**Direction 1**
In the legal pricing article, how many different pricing structures are described on one transaction?

**Extracted text**
■ ■ ■ ■ ■

We're not replacing the billable hour - we're just adding five other ways to charge on top of it.
February 1, 2026
Insights

A month ago, I was on a call with the head of pricing at a top 20 UK firm. She told me something that's stayed with me: "We're not replacing the billable hour. We're just adding five other ways to charge on top of it."

That's the reality of legal pricing in 2026. The conversation about hourly versus fixed fees misses the point entirely. What's actually happening is messier, more interesting, and much harder to manage.

The hybrid model is already here

Much of the commentary on legal pricing treats it as a binary choice: either you bill by the hour, or you move to alternative fee arrangements. But walk into any BigLaw finance team today and you'll find something completely different.

On a single transaction, you might run hourly rates for due diligence, a capped fee with a collar for SPA negotiations, a fixed fee for completion work, and a success premium if the deal closes. That's four different pricing structures on one matter, often with the same team working across all of them.

But without the right systems, pricing these structures consistently - and knowing whether you're protecting margin - is nearly impossible.

The opportunity in alternative fees

AI is making legal work more predictable. When you can use AI to absorb scope creep, handle unexpected document volumes, or streamline due diligence, a fixed fee stops being a risk and starts being an opportunity. The efficiency gains are real. Firms need to decide who captures them - and structure pricing accordingly.

AI doesn't make all legal work equally predictable. Document review, due diligence, disclosure exercises - these are workstreams where AI and process engineering can deliver step-change improvements in speed and consistency. Other elements of the same matter - negotiations, strategic advice, novel legal questions - remain heavily dependent on senior judgement and can't be standardised in the same way.

The next wave of alternative fee arrangements isn't happening at the matter level. It's happening at the workstream level. Firms are isolating the components of work that AI has made predictable, pricing those as fixed fees, and preserving hourly billing for everything else. That way, they capture value from their technology investment without taking on unquantifiable risk.

Under hourly billing, efficiency gains belong entirely to the client - fewer hours means lower fees. Under alternative fee arrangements, firms can share in the value they create through better delivery models. If you've invested in AI, rebuilt your workflows, and can now deliver the same outcome in 60% of the time, why shouldn't some of that benefit accrue to you?

What firms actually need

But even within those AI-optimised workstreams, complex work is rarely one size fits all. A due diligence exercise on a simple acquisition with a clean data room isn't the same as one involving cross-border regulatory complications and red flags. Both are predictable enough to merit fixed pricing. But they're not the same price.

If you're running blended pricing models - and many firms now are - you need three capabilities that traditional pricing tools don't provide.

■ ■ ■ ■ ■

**Material shown**
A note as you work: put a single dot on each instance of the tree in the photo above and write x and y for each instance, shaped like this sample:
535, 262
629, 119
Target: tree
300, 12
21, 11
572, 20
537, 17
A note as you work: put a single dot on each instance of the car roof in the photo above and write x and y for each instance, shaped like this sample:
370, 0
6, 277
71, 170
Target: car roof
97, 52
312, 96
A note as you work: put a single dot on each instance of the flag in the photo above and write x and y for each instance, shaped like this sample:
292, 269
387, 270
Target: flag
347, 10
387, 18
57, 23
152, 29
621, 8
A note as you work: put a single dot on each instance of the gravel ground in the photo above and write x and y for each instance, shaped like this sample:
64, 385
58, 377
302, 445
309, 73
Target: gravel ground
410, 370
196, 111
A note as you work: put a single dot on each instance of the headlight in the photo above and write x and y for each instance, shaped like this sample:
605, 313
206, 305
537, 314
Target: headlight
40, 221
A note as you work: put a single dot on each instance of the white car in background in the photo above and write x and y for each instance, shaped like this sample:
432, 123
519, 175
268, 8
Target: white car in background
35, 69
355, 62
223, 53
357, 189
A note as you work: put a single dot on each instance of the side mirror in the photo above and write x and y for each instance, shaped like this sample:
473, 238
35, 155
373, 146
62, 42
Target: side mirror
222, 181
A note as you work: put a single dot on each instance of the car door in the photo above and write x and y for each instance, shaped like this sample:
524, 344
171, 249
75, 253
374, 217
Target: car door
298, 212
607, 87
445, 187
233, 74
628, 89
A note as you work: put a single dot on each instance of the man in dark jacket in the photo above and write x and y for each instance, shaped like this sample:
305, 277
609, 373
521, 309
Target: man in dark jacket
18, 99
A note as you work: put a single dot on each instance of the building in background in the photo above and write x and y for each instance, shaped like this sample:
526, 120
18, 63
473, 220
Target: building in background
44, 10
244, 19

■ ■ ■ ■ ■

**Direction 2**
Rewrite the entries from the line that has "of the white" through the end of the entries, requests included. In the answers only, multiply each x and y coordinate by 0.6 and round to whole numbers, with halves going up; leave the requests and their sample coordinates unchanged.

**Task response 1**
Four.

**Task response 2**
A note as you work: put a single dot on each instance of the white car in background in the photo above and write x and y for each instance, shaped like this sample:
432, 123
519, 175
268, 8
Target: white car in background
21, 41
213, 37
134, 32
214, 113
A note as you work: put a single dot on each instance of the side mirror in the photo above and write x and y for each instance, shaped like this sample:
473, 238
35, 155
373, 146
62, 42
Target: side mirror
133, 109
A note as you work: put a single dot on each instance of the car door in the photo above and write x and y for each instance, shaped like this sample:
524, 344
171, 249
75, 253
374, 217
Target: car door
179, 127
364, 52
267, 112
140, 44
377, 53
A note as you work: put a single dot on each instance of the man in dark jacket in the photo above and write x and y for each instance, shaped like this sample:
305, 277
609, 373
521, 309
Target: man in dark jacket
11, 59
A note as you work: put a single dot on each instance of the building in background in the photo above and write x and y for each instance, shaped like this sample:
526, 120
18, 63
473, 220
Target: building in background
26, 6
146, 11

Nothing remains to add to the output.